The problem –
The line containing "Where can you find the bald" opens the span to copy, and the last line of the records below closes it. Write out that span exactly.

Dataset entries
+---+
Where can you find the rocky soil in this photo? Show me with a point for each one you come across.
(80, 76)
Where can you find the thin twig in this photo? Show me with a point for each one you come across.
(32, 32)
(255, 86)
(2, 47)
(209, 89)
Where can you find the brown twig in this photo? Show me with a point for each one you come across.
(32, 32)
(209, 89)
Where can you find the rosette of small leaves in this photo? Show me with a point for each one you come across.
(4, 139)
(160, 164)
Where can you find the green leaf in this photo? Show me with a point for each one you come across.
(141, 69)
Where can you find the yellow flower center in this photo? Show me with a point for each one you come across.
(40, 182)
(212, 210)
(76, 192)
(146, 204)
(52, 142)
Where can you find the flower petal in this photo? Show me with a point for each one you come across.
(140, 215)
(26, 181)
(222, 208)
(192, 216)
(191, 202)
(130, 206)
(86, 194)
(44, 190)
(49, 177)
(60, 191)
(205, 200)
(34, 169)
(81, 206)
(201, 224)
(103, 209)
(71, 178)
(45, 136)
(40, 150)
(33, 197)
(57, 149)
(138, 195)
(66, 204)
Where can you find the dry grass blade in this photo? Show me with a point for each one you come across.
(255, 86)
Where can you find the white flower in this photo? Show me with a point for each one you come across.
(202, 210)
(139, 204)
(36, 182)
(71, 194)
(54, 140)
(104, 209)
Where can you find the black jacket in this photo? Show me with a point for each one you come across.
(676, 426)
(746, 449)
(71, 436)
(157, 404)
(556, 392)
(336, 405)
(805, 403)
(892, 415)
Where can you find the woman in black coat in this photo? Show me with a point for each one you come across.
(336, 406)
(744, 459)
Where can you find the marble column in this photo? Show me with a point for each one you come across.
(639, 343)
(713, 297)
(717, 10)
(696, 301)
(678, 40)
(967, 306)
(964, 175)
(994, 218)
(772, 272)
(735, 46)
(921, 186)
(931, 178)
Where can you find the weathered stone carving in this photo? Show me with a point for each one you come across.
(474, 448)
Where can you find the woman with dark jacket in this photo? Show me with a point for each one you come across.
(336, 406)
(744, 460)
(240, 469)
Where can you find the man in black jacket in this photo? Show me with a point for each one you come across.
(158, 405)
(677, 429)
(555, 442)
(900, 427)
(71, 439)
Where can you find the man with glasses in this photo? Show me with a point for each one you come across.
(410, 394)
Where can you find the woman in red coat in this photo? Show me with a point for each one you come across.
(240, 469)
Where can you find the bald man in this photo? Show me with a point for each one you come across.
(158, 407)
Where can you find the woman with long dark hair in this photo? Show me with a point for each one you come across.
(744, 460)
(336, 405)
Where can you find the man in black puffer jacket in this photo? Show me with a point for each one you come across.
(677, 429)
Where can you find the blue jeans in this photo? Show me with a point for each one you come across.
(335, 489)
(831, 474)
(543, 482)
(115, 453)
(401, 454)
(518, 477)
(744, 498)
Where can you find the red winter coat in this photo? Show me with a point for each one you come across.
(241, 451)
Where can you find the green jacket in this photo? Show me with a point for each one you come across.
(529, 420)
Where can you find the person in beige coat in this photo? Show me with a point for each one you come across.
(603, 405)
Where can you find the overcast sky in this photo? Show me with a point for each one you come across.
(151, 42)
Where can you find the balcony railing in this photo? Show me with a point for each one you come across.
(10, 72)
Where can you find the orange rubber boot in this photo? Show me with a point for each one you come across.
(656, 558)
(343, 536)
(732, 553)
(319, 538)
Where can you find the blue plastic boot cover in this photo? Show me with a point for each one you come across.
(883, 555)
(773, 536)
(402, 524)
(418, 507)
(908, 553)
+---+
Response box –
Where can you find the bald man in this photo? Show me with a point for each one you come across.
(158, 407)
Where can you find the woman with long dark hair in this photo? Show me with a point for each one you come across.
(744, 460)
(336, 405)
Where can you find the man in black puffer jacket in this photo? Show me with a point for each one you come across.
(677, 429)
Where can you find the blue jeans in this photo? Show me with a point for each one you come across.
(335, 489)
(831, 474)
(543, 482)
(115, 453)
(401, 454)
(518, 477)
(744, 498)
Where can you find the red winter coat in this photo? Show me with a point for each one you come across.
(241, 451)
Where can you find the green jacket in this photo? Show me with a point for each one you come across.
(529, 420)
Where can you find the person in beige coat in this photo? Show me with a point for each one you come across.
(603, 405)
Where can you find the overcast sky in this photo? Show me with a point for each one you come across.
(151, 42)
Where can you find the balcony railing in this photo? Show me with a point for each one you come across.
(10, 72)
Where can you find the orange rubber boot in this photo? Show me with a point for each one you come across.
(656, 558)
(343, 536)
(732, 553)
(319, 538)
Where can you find the blue plastic boot cover in this photo? Show me with a point for each one you come across.
(883, 555)
(773, 536)
(402, 524)
(418, 507)
(908, 553)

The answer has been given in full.